**Document text:**
§ §

24:44 - What Actually Happens in Translation Meetings?

Matt Tully
Let’s turn to the translation work itself. A lot of people were curious to understand a little bit better what the day in the life of a translator is actually like. You have given us a little bit of a picture into that, but what was actually happening at those translation meetings? Was most of the work happening in those meetings together, or was a lot of work being done outside of that and then you’re coming together to discuss?

Paul House
There was lots and lots and lots of work done. We were among the first translations, if not the first, to benefit from electronic mail. We could send things back and forth to one another. That can be both a blessing and a curse, as everybody knows about electronic mail. But again, I’m sixty-three years old, so sometimes I have to explain what US mail is to some people.

Matt Tully
And for the younger listeners, electronic mail is email.

Paul House
Right. Email that I can send to you in an instant. Just so the younger people can understand us old people, we still find that to be fascinating because what used to take three, four, five days, or two weeks to another continent can now be done instantly. And the idea that I could call Australia and talk to a friend for a penny a minute when we used to have to pay $40 to talk to the east coast is astounding to us. But what that meant was we could do a lot of work individually and in small groups before we ever got to the meeting. I would say that from the time we started in 1999 to 2001 when the ESV was first published, I’m certain that we spent seventy-five to one hundred days together face to face, in person, and in hard-working sessions. But before that, for instance, I was a lead reviewer for the Historical Books of the Old Testament. I would have worked with the Old Testament committee, which was Jack Collins and Gordon Wenham, we would have had a book expert (i.e. the books of Ruth, Esther, etc.) outside of our committee who was looking over the work and making suggestions. We would have worked together to come up with what we would propose to the whole committee, knowing that changes could be made in the room. But we weren’t doing everything from scratch. That was also true of the other parts of the Bible, and as anybody would know, some are more complicated than others.

§ §

**Record extracts:**
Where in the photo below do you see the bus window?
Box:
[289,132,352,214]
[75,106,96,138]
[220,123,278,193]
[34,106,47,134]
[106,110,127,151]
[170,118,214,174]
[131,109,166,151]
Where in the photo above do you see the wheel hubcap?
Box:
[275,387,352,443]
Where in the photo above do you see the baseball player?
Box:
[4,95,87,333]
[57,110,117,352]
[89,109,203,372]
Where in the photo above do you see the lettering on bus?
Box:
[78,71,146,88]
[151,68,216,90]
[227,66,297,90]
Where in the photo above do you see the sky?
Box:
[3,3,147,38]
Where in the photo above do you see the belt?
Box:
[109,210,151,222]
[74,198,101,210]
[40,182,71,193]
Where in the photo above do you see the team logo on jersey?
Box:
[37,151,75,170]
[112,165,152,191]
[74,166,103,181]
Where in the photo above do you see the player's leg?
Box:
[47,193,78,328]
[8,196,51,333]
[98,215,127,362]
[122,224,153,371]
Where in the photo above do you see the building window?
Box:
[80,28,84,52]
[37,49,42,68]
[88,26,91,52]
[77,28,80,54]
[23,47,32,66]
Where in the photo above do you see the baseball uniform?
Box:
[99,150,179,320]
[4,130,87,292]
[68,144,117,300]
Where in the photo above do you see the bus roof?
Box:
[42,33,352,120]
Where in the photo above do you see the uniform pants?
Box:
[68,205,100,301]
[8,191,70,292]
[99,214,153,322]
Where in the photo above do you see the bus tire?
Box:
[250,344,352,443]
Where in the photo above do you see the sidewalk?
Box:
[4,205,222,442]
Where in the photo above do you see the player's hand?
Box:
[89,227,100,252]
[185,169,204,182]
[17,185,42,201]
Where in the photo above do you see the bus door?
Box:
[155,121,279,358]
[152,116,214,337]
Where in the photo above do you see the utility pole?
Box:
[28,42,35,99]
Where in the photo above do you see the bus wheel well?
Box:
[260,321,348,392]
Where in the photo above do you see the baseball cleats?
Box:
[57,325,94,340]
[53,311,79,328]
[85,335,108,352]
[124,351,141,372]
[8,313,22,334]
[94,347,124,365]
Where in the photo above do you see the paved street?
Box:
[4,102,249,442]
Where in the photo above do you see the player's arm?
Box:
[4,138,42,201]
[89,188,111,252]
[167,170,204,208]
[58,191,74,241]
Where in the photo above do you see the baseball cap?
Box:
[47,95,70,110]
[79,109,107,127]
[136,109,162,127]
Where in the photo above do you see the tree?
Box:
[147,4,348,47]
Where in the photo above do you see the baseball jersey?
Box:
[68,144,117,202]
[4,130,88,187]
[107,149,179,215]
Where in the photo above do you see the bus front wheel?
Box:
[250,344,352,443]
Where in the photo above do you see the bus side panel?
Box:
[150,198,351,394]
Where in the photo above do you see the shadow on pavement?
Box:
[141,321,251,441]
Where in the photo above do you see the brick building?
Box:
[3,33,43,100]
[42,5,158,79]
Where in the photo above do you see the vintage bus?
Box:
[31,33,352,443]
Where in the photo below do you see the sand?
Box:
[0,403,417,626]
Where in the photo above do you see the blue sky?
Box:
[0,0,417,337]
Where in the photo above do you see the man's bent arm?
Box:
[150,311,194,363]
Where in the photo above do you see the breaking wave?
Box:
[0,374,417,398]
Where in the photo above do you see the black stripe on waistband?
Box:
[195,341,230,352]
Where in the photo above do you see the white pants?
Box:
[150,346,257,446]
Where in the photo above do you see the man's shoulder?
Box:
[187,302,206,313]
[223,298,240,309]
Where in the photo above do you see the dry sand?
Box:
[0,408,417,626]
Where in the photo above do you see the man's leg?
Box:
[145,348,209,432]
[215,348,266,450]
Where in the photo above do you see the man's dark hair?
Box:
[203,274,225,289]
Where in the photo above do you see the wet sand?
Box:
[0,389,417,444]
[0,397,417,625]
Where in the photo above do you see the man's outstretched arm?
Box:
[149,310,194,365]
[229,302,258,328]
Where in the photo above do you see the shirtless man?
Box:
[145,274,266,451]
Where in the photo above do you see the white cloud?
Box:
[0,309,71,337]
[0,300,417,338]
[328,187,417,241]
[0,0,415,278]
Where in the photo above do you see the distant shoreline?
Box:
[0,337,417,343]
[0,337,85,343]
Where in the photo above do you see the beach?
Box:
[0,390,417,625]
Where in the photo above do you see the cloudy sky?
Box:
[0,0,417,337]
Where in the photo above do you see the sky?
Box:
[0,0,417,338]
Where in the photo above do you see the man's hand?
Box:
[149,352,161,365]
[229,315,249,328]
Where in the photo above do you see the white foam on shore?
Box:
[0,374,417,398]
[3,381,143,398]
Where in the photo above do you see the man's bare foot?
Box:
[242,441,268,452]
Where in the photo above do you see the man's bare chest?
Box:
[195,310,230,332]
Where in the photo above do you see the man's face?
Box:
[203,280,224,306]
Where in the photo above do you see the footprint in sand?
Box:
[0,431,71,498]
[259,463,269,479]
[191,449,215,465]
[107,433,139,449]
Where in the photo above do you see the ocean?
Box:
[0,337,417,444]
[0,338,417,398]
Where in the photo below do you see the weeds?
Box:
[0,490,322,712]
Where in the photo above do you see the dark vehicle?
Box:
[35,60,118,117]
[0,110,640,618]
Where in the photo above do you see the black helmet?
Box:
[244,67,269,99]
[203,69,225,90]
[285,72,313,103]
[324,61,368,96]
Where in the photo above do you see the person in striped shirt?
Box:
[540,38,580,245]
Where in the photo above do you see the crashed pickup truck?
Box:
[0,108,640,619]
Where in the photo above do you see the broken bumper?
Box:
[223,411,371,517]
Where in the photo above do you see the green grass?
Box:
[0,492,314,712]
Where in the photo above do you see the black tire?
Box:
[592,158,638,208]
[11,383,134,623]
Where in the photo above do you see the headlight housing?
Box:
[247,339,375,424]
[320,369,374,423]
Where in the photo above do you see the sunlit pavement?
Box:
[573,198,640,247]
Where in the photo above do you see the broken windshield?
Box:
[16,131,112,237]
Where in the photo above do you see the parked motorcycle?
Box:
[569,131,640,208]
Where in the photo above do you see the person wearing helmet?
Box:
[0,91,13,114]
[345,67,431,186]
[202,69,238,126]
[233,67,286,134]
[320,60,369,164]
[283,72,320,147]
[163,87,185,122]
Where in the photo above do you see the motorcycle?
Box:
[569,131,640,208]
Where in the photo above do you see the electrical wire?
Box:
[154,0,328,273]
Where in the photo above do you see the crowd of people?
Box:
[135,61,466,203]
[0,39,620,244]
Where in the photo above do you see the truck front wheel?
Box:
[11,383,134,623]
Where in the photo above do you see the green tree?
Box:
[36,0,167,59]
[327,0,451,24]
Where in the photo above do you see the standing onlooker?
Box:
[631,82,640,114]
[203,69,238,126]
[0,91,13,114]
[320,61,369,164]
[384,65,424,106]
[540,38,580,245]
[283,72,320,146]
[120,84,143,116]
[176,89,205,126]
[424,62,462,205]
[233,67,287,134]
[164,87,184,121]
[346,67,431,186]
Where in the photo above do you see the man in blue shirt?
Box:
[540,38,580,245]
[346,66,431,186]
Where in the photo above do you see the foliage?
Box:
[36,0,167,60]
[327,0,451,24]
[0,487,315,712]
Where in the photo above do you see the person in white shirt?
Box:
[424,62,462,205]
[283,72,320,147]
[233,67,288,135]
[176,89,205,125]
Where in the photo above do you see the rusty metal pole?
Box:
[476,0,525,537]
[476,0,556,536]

§ §

**Brief A:**
In the translation interview, how many days does Paul House say the committee spent together face to face between 1999 and 2001?
**Brief B:**
Edit the translation interview, giving everything from "24:44 - What" down to "to some people.", with "blessing" replaced by "gift".
The material above was drawn from a separate source.

**Full solution A:**
Seventy-five to one hundred days.

**Full solution B:**
24:44 - What Actually Happens in Translation Meetings?

Matt Tully
Let’s turn to the translation work itself. A lot of people were curious to understand a little bit better what the day in the life of a translator is actually like. You have given us a little bit of a picture into that, but what was actually happening at those translation meetings? Was most of the work happening in those meetings together, or was a lot of work being done outside of that and then you’re coming together to discuss?

Paul House
There was lots and lots and lots of work done. We were among the first translations, if not the first, to benefit from electronic mail. We could send things back and forth to one another. That can be both a gift and a curse, as everybody knows about electronic mail. But again, I’m sixty-three years old, so sometimes I have to explain what US mail is to some people.